* _TEXT PROVIDED_
In addition to being one of the busiest trainers in the country, Johnston is also a high volume purchaser at the yearling sales, where he stocks up his stable each autumn. While Elarqam, selected by Sheikh Hamdan's team, represents the kind of high-end prospect that may find its way into Johnston's yard, representing the other end of the scale is Rose of Kildare, who was bought by Johnston for €3,000 at Tattersalls Ireland in 2018. As a regular patron of the yearling sales, Johnston was paying attention late last year when the British Horseracing Authority released its Review of the Buying and Selling Practices of Bloodstock and Racehorses, commissioned in June of 2017 and led by independent external advisor and former police officer Justin Felice.

Johnston noted in his Kingsley Klarion earlier this year that “there were quite a few good points and recommendations in this report,” but he expressed some concerns as well, which he shared with the TDN last week. Chief among those was the fact that Johnston said he thought the report focused too heavily on the concept of vendors 'bidding up' a horse, rather than truly corrupt practices.

“I don't deny that you get some vendors who will gamble if they see certain parties bidding and they think they're unlikely to stop; then they might gamble and bid beyond their minimum,” he said. “But I still feel they're entitled to do that, provided that if they don't sell it they're willing to take it home. I do find that when I'm buying you'll often get the situation where you bid in the ring, the animal is led out unsold–or knocked down as sold and you don't know who it is sold to–and then the vendor approaches you afterwards and says, 'that horse wasn't sold, are you willing to stand on it at what you bid?' I might have bid 50,000 in the ring and the horse is knocked down and sold at 55,000 and they come to me afterwards and say, 'will you give 50,000 for it?' I always say no. I usually say I'm not interested now, and if I'm desperate to have the horse I offer less because I assume that it was just the two of us bidding. That's a frustration at times that the vendor will gamble and bid against you when he's actually willing to sell the horse for less, but in the end my simple principle is that I set my limit and I stop at it.

* _TO BE DONE_
From the passage about buying at yearling sales, translate this sentence into Spanish: "But I still feel they're entitled to do that, provided that if they don't sell it they're willing to take it home." Rely only on the passage about buying at yearling sales.

* _PROVIDED INFORMATION_
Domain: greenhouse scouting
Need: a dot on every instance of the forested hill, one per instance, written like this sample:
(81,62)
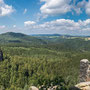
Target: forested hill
(12,37)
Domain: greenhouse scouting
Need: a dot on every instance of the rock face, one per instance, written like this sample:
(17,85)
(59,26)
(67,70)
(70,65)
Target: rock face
(84,77)
(1,55)
(84,70)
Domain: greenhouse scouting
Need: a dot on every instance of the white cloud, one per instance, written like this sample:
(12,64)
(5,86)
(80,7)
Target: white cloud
(14,26)
(88,8)
(52,7)
(25,11)
(63,26)
(5,9)
(28,23)
(2,27)
(55,7)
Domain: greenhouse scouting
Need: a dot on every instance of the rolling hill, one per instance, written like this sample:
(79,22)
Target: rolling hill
(11,37)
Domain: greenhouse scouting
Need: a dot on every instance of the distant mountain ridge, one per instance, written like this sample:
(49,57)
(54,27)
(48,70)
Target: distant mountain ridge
(11,37)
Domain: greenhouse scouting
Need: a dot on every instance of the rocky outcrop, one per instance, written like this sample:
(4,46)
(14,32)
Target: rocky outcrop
(84,77)
(84,70)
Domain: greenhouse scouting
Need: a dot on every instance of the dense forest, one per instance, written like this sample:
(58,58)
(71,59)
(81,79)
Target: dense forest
(41,60)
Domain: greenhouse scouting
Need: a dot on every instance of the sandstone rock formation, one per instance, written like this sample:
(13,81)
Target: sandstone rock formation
(84,70)
(84,77)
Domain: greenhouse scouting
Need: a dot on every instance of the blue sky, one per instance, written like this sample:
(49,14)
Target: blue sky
(45,16)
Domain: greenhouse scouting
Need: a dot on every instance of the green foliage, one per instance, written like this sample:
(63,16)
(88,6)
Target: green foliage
(55,63)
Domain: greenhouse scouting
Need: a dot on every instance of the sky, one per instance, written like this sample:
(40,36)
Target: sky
(68,17)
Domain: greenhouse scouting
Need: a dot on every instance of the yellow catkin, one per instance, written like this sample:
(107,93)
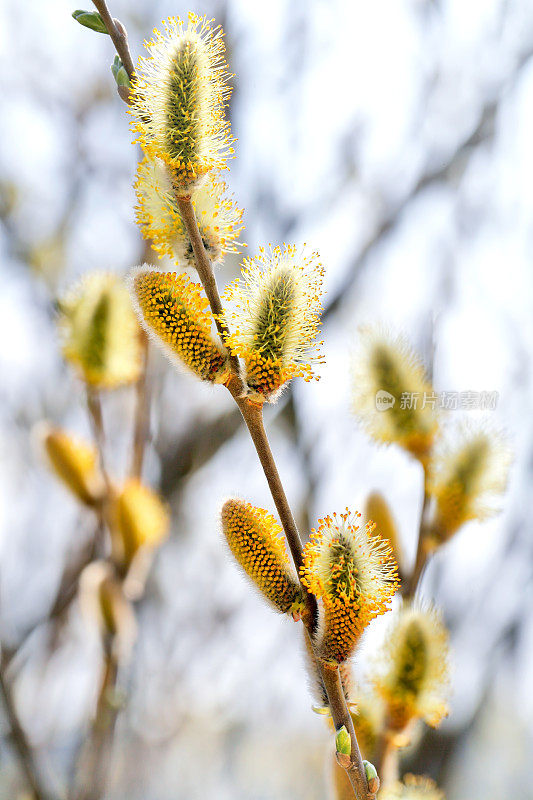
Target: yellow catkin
(414,787)
(467,477)
(138,519)
(412,672)
(103,602)
(378,511)
(254,538)
(158,215)
(276,318)
(75,462)
(178,100)
(99,330)
(173,311)
(392,396)
(368,721)
(354,574)
(368,717)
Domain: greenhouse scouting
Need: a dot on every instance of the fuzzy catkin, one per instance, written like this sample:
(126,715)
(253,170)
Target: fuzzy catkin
(173,311)
(254,538)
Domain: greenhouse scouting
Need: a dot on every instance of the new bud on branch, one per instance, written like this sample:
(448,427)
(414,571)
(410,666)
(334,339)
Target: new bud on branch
(178,100)
(75,462)
(173,311)
(276,318)
(354,574)
(159,217)
(255,539)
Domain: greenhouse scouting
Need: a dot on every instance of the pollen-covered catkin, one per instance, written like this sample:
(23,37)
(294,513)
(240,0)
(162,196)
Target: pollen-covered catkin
(467,476)
(159,216)
(99,330)
(254,538)
(174,312)
(75,462)
(178,100)
(138,518)
(276,318)
(354,574)
(412,668)
(392,396)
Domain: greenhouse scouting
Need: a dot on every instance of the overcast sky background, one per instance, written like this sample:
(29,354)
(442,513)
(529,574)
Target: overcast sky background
(395,138)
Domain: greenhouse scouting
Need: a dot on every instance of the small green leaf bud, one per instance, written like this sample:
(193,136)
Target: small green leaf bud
(371,776)
(90,19)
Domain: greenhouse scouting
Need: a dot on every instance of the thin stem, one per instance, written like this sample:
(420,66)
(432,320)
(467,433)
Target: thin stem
(253,416)
(205,272)
(425,528)
(118,35)
(96,758)
(142,413)
(20,740)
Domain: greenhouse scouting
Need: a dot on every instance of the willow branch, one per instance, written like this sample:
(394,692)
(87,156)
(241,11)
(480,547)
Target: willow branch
(118,35)
(20,741)
(340,715)
(95,760)
(424,533)
(253,417)
(205,273)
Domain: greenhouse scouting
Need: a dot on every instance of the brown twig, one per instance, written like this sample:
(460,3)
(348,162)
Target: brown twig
(142,413)
(253,416)
(94,407)
(18,736)
(118,35)
(340,715)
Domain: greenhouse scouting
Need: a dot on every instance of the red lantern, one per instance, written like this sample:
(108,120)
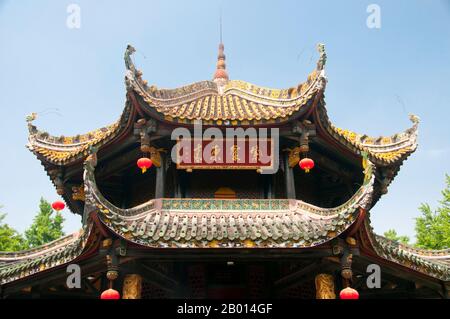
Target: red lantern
(349,293)
(110,294)
(58,205)
(306,164)
(144,163)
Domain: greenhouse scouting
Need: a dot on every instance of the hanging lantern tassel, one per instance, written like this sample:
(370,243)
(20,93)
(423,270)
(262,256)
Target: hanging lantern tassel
(349,293)
(144,164)
(110,294)
(306,164)
(58,205)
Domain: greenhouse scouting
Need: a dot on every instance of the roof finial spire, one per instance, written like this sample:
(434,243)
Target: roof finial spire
(221,74)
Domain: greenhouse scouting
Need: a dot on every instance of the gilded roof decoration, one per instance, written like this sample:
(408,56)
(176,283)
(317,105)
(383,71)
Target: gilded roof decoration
(234,103)
(383,150)
(63,149)
(17,265)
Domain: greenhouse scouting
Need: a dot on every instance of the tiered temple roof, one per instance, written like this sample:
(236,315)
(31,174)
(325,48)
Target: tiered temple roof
(224,223)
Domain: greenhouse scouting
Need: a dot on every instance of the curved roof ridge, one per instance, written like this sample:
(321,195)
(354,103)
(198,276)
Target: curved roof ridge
(278,103)
(409,256)
(383,150)
(47,256)
(61,149)
(203,222)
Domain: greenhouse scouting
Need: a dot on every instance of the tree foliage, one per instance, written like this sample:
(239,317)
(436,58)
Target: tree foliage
(433,227)
(392,235)
(46,226)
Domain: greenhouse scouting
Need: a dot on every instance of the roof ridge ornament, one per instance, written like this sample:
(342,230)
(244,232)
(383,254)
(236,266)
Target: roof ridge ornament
(323,56)
(221,75)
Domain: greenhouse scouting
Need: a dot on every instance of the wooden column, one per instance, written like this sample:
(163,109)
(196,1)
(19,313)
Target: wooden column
(325,286)
(161,178)
(288,177)
(176,184)
(268,181)
(132,287)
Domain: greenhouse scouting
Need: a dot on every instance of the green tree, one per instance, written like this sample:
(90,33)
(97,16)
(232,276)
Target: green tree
(10,239)
(433,227)
(392,235)
(47,226)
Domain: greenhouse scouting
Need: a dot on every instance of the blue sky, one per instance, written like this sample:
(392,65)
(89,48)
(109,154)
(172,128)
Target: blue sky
(376,76)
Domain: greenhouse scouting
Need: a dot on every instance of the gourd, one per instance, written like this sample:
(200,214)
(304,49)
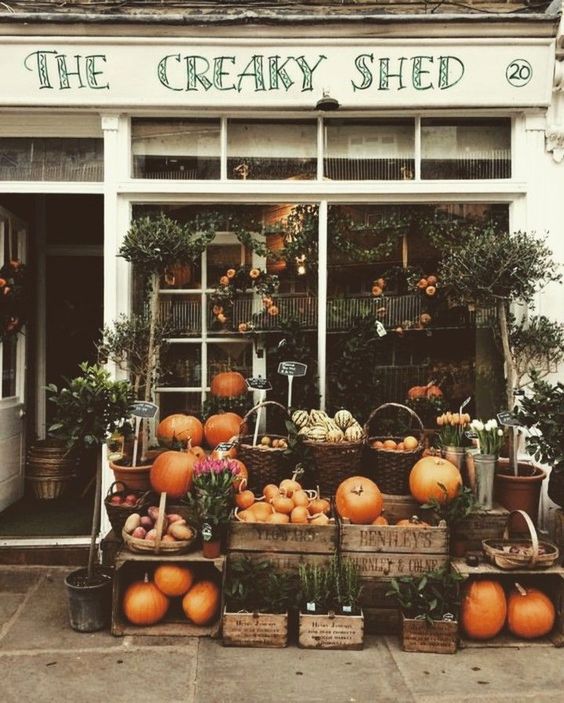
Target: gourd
(144,603)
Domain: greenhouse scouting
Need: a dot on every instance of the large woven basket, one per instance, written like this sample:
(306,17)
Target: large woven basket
(532,554)
(334,462)
(118,514)
(388,468)
(265,464)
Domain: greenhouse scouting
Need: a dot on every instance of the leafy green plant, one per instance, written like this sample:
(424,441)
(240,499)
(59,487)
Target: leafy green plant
(430,596)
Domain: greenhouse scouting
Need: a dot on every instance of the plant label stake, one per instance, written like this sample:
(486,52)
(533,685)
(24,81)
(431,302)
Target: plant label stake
(291,369)
(140,410)
(262,385)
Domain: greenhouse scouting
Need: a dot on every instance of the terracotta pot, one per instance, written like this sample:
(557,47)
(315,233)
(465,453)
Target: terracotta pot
(521,492)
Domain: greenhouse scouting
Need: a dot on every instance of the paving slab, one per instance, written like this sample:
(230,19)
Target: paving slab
(482,674)
(44,622)
(95,677)
(292,674)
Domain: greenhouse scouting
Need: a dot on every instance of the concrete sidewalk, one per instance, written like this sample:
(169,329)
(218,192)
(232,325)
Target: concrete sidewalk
(42,659)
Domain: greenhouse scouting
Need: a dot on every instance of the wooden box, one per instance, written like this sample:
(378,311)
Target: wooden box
(439,637)
(331,631)
(131,567)
(255,629)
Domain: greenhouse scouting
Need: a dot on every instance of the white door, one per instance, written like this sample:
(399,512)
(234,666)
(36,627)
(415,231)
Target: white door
(13,241)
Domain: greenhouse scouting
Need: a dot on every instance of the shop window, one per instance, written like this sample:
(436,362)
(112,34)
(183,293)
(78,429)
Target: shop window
(377,150)
(271,150)
(176,149)
(51,159)
(465,148)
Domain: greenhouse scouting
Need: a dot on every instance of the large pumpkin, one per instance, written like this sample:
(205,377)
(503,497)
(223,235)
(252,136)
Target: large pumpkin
(228,384)
(144,603)
(173,579)
(483,609)
(426,476)
(221,428)
(359,499)
(171,473)
(201,603)
(530,612)
(180,428)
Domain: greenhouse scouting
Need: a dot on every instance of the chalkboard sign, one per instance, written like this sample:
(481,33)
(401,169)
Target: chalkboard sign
(259,384)
(292,368)
(507,419)
(142,408)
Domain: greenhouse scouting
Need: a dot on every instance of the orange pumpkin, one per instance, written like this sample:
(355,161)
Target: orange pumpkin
(359,499)
(201,603)
(530,612)
(228,384)
(143,603)
(180,428)
(173,579)
(426,476)
(483,609)
(171,473)
(221,428)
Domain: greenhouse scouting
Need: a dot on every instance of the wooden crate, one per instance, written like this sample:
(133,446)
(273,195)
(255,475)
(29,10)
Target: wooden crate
(331,631)
(550,580)
(131,567)
(480,525)
(255,629)
(440,637)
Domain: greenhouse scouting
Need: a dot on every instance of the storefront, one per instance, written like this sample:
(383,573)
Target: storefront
(319,124)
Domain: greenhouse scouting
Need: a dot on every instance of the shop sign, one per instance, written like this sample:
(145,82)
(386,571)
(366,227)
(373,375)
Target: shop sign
(384,73)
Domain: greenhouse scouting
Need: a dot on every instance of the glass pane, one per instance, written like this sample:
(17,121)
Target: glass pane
(176,149)
(466,149)
(271,150)
(9,367)
(181,366)
(36,159)
(375,150)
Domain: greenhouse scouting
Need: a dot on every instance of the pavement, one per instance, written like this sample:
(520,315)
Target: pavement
(42,659)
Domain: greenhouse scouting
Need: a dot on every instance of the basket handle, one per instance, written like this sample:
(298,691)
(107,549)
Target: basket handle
(160,523)
(409,410)
(532,531)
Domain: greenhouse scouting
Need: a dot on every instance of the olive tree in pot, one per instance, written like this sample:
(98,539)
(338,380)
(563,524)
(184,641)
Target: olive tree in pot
(88,410)
(497,268)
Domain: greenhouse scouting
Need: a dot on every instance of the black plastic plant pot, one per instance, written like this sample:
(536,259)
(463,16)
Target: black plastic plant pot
(90,605)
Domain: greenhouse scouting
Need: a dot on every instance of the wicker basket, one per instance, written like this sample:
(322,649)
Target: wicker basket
(498,551)
(334,462)
(388,468)
(118,514)
(265,464)
(145,546)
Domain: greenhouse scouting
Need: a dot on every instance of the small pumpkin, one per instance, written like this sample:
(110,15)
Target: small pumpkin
(201,603)
(483,609)
(359,499)
(173,580)
(143,603)
(530,612)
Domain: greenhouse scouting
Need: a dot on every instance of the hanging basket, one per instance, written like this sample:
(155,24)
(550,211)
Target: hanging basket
(389,468)
(118,514)
(520,553)
(266,464)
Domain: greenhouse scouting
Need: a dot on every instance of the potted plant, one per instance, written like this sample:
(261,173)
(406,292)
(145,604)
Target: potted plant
(542,410)
(88,410)
(330,614)
(257,599)
(211,500)
(429,608)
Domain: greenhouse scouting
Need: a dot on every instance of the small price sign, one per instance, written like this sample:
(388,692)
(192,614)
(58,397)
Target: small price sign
(292,368)
(144,409)
(259,384)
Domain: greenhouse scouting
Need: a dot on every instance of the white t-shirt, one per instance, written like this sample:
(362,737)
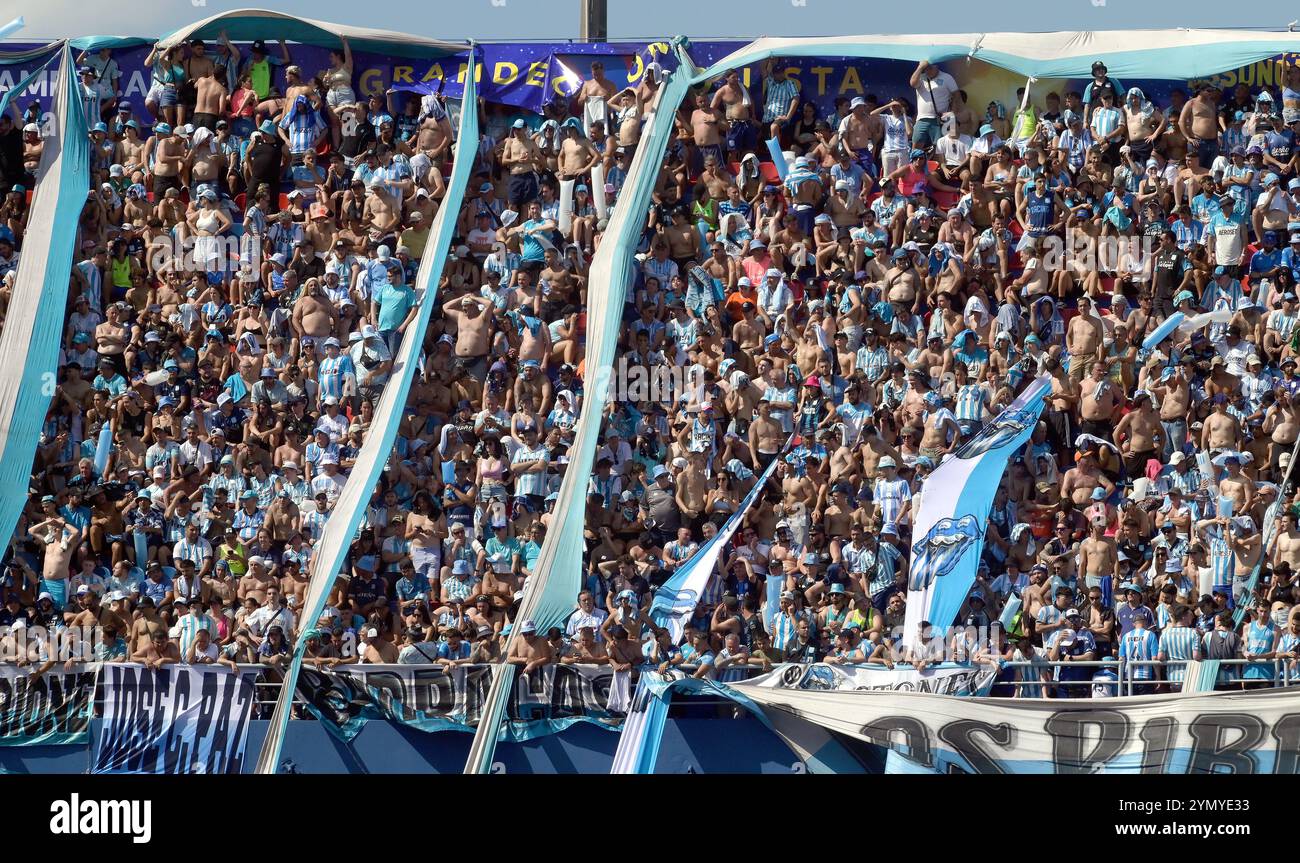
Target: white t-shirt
(953,150)
(934,95)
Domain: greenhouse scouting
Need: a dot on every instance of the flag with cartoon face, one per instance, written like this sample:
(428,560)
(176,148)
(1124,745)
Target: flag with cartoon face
(948,529)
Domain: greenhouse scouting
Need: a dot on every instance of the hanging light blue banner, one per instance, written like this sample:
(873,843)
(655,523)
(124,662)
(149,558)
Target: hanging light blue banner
(948,532)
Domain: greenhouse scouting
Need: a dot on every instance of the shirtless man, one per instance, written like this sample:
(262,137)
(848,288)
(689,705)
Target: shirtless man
(716,178)
(169,155)
(705,128)
(1099,400)
(1079,481)
(749,334)
(766,437)
(1236,486)
(1281,424)
(732,100)
(313,313)
(1139,436)
(212,100)
(146,628)
(433,138)
(1286,546)
(1175,400)
(596,92)
(382,211)
(683,243)
(1144,129)
(156,651)
(61,540)
(529,650)
(862,133)
(294,584)
(874,449)
(1199,124)
(1083,339)
(577,155)
(693,489)
(1099,556)
(473,329)
(378,650)
(1221,430)
(256,581)
(586,649)
(940,432)
(521,159)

* _RESPONSE TO THE TASK_
Pero sigo pensando que tienen derecho a hacerlo, siempre que, si no lo venden, estén dispuestos a llevárselo a casa.